In general, I apologize if these are too many questions. But in essence, I feel this all sounds really well, but unless I have a deeper understanding of how the principles work, and they are sound to me, I won't be able to recommend this for production usage, as I know from experience the many caveats migrations have. If they are all solved, hats off, but I would appreciate if from a technical perspective this would be more clearly explained.
I think this comment answers most of my questions: https://news.ycombinator.com/item?id=29248306 Can you confirm (PS) this is how it works? From what I understand here, there are "shadow servers", replicating from the production traffic.
If so, this is cool. I still see some caveats:
* One already mentioned, the scope of migrations is limited to those where both old and new DDL are compatible with the currently running application. If this is the case, I believe it should be clearly advertised as such.
* Being the migration asynchronous, I lose control of when to deploy changes to the application. Even a hook would go a long way, to trigger this.
* Not knowing exactly then the cut-over process is going to happen is also potentially a problem. I understand the cut-over may involve performance degradation (e.g. higher latency) or even connection loss (may you also confirm PS how it is performed?) during some period of time, possibly small. But still, I may need to plan a small maintenance window. But if this is async, I cannot plan the window appropriately.
Neither of this takes away any merits from the solution.
Thank you! Please first see my comments to parent, as they describe how online schema change work within the same server; with PlanetScale branching, we do give you a development branch with which you can play as much as you want, without affecting production. Online schema change kicks in when you deploy your changes to production.
> the scope of migrations is limited to those where both old and new DDL are compatible with the currently running application.

____

* [Given instruction 1]:
In the thread on online schema migrations, when does online schema change kick in?
* [Given instruction 2]:
Continue the thread on online schema migrations, picking up after its last line.
The listing has no connection to the thread on schema migrations.

* [Stored data]:

____

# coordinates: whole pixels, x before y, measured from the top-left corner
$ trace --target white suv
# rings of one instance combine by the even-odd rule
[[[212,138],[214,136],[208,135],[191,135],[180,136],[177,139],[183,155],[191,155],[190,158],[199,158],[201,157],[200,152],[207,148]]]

____

* [Final answer 1]:
It kicks in when you deploy your changes to production.

* [Final answer 2]:
You are absolutely correct, and that is the paradigm. Say, for example, you want to add a column, so you first run the migration that adds the column, and only afterwards can you deploy an application change that actually utilizes that column. Likewise if you want to DROP a column, you first deploy an app change that ceases to reference the column, and only then can you actually drop it.
This paradigm worked very well for the companies I worked with, and makes for both loose and tight coupling between code and database. It's loose when you have your test databases where you can deploy schema changes at will. It's loose in the sense you can take small steps at a time, each isolated from the other (e.g. ADD COLUMN does not require you to make any app changes _yet).
Then, it's tight where you couple your code changes with the schema in your git repo. It's tight in that the app never gets too far from the database (normally one change away at any given time, per development branch).
> Being the migration asynchronous, I lose control of when to deploy changes to the application
Great point and absolutely on our radar.
> Not knowing exactly then the cut-over process is going to happen is also potentially a problem.
Again great point and on our radar. To be honest I previously moved away from caring about the exact cut-over time. We designed gh-ost to do just that: stall cut-over until the engineer/developer is happy to sit at their desk. OVer time, we found it was unnecessary. But absolutely there's use cases for both approaches.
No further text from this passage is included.